» **Task brief**: Count the lines below that contain the word "right", and reply with only that number.

» **Data records**:
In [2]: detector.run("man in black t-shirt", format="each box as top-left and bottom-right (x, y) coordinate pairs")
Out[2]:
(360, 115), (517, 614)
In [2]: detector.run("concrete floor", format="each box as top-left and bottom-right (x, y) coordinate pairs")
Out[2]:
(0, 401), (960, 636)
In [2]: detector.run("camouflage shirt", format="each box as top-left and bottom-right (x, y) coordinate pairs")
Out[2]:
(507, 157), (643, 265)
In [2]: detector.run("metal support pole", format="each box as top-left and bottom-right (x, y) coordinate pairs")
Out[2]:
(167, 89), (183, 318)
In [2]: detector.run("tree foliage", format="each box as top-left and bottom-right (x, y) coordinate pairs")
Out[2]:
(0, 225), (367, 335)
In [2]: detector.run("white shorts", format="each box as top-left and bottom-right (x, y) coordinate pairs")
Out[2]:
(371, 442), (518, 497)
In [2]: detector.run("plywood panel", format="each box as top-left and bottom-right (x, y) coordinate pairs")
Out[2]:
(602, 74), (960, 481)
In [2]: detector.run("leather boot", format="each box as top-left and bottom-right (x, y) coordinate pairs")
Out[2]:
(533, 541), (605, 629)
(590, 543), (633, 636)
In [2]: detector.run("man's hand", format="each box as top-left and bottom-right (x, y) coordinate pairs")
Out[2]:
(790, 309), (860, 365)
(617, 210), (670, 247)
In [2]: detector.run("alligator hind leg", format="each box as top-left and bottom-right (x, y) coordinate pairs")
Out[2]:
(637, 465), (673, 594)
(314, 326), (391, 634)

» **Output for this exercise**: 10